Required task:
Quote the entries below line for line, with no changes.

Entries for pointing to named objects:

══════════

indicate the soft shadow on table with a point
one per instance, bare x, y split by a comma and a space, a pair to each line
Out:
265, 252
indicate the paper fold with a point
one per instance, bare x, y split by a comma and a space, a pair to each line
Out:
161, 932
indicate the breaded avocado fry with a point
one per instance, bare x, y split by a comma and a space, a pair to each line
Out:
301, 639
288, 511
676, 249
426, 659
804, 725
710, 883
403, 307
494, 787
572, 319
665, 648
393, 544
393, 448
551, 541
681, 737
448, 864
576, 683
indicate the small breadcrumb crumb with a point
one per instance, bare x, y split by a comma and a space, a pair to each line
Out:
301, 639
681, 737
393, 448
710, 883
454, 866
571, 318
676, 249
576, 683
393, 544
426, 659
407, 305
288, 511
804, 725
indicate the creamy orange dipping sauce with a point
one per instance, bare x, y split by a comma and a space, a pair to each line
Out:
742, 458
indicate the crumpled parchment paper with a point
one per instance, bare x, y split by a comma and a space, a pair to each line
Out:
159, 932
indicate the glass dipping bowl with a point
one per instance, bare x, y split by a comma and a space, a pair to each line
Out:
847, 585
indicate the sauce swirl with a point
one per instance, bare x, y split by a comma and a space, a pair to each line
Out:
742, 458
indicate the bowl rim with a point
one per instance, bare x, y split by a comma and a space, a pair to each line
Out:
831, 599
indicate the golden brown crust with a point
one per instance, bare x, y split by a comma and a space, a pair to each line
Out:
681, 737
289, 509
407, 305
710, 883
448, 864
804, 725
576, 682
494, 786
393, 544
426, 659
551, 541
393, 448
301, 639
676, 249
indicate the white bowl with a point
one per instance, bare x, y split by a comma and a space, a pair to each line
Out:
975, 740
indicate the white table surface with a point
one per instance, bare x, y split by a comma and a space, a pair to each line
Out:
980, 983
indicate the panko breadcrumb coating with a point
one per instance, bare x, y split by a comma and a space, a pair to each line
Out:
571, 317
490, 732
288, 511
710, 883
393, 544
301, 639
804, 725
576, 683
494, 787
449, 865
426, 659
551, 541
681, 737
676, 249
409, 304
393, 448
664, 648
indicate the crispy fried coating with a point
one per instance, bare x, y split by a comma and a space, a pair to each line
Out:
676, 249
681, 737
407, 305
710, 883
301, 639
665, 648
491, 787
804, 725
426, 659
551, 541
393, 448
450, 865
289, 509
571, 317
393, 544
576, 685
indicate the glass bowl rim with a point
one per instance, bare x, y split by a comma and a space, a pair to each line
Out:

══════════

Final result:
indicate the soft shadow on table with a point
one per instance, bare x, y split by a comma and a space, a pair to each line
Out:
265, 252
indicate the paper fold with a point
one per instance, bare x, y split by a comma and a space, a pair to each line
Out:
161, 932
indicate the breaded avocado fry with a point
one per instance, bare x, y split by a comma and a space, a pair to each line
Out:
301, 639
288, 511
676, 249
426, 659
804, 725
710, 883
403, 307
494, 787
572, 319
665, 648
393, 544
393, 448
551, 541
681, 737
448, 864
576, 683
indicate the small breadcrumb crumb with a point
one per instance, bare x, y split by a comma and a space, a pair to each line
Out:
301, 639
681, 737
393, 448
710, 883
454, 866
571, 318
676, 249
576, 683
393, 544
426, 659
407, 305
288, 511
804, 725
indicate the creamy orange dipping sauce with a point
one per instance, bare x, y split by a comma and a space, a pair to each line
Out:
742, 458
indicate the crumpled parchment paper with a point
one per instance, bare x, y split by a comma and a space, a pair to each line
Out:
159, 932
indicate the glass dipping bowl with a point
one per instance, bare x, y split by a comma and a space, a pair to each line
Out:
847, 585
indicate the sauce swirl with a point
one per instance, bare x, y split by a comma and a space, a pair to each line
Out:
742, 458
indicate the bowl rim with a point
one per instance, bare x, y split by a comma and a space, a pair to each line
Out:
831, 599
indicate the golden brown crust with a point
one per instance, bare x, y split by a comma and a space, a pair to each line
Out:
681, 737
289, 509
407, 305
710, 883
448, 864
804, 725
576, 682
494, 786
393, 544
426, 659
551, 541
393, 448
301, 639
676, 249
indicate the white bowl with a point
one per instance, bare x, y split by a comma and a space, a pair to each line
Out:
975, 740
indicate the white table surface with a point
one per instance, bare x, y split by a comma and a space, a pair to each line
Out:
980, 983
indicate the panko breadcrumb coating with a point
one per instance, bare x, y split by a comma and a space, a pair to each line
Out:
571, 317
490, 732
288, 511
710, 883
393, 544
301, 639
804, 725
576, 683
494, 787
449, 865
426, 659
551, 541
681, 737
676, 249
409, 304
393, 448
664, 648
indicate the crispy fried coating with a point
one per instance, bare x, y split by a comma and a space, a pair to each line
Out:
676, 249
681, 737
407, 305
710, 883
301, 639
665, 648
491, 787
804, 725
426, 659
551, 541
393, 448
450, 865
289, 509
571, 317
393, 544
576, 685
indicate the glass bowl rim with a point
one per instance, bare x, y split by a comma and a space, a pair to each line
Out:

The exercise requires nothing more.